### ABOUT THIS EXERCISE
Copy out each line containing "fruit" from the entries below.
--------
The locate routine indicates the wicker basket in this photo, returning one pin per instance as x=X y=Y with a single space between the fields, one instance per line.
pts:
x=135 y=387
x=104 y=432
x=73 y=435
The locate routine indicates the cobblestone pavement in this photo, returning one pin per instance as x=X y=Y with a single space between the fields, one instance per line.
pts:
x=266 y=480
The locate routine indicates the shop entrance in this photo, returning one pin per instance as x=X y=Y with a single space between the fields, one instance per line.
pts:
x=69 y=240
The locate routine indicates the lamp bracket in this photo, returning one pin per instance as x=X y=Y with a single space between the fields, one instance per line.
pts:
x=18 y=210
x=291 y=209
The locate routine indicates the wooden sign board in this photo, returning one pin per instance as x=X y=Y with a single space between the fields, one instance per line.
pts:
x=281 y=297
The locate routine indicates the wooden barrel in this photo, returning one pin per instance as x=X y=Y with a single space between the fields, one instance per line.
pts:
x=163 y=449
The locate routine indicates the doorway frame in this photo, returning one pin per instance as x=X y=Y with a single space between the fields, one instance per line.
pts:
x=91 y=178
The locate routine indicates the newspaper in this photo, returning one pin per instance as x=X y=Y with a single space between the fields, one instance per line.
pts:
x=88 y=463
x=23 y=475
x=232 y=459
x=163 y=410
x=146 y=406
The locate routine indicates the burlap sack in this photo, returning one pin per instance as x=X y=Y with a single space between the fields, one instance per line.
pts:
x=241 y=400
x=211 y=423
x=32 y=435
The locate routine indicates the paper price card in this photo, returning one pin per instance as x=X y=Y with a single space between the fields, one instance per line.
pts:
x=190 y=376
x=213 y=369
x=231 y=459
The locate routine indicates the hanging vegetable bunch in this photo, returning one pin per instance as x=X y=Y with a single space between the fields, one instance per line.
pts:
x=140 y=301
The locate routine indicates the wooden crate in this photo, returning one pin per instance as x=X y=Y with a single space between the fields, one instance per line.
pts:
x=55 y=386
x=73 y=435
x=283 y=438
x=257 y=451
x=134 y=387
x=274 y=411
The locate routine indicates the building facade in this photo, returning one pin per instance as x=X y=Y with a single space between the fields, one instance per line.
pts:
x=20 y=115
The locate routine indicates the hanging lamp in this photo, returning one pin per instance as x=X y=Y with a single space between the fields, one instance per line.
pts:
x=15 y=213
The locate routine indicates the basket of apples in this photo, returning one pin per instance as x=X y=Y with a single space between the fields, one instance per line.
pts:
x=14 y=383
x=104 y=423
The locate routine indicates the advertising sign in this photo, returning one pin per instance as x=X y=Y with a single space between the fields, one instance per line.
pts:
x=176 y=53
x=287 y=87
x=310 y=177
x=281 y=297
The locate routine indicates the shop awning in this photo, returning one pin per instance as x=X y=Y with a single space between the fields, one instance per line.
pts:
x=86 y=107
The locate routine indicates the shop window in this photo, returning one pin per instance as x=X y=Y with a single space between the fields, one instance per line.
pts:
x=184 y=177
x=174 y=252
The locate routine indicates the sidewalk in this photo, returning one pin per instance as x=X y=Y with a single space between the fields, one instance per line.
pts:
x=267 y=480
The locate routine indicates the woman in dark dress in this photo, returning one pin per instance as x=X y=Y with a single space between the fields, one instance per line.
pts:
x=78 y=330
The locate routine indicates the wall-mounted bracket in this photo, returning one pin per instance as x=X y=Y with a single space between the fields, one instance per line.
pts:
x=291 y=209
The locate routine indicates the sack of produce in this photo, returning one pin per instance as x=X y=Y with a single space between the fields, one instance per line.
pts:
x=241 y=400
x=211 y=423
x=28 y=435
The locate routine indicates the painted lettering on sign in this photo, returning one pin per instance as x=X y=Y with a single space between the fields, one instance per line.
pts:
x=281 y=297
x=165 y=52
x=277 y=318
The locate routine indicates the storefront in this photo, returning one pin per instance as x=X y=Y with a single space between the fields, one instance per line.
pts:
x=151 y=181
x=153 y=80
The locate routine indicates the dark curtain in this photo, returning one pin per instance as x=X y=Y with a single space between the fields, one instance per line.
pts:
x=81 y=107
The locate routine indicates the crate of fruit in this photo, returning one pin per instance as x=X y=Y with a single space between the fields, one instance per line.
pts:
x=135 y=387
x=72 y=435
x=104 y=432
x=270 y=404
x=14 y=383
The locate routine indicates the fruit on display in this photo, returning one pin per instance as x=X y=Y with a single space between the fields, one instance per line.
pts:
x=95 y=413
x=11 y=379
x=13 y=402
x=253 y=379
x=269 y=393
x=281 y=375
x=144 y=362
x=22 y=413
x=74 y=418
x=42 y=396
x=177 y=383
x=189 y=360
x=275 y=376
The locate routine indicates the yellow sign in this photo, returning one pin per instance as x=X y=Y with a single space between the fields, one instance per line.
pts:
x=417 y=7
--------
### WRITTEN REPLY
The locate routine indicates the crate of fruit in this photo, returning one pin per instance as x=X y=Y with a single space between the fields, one instance per line.
The locate routine indicates the fruit on display in this photo, returning one pin per instance as x=X y=Y with a single space between the fields, one instance per line.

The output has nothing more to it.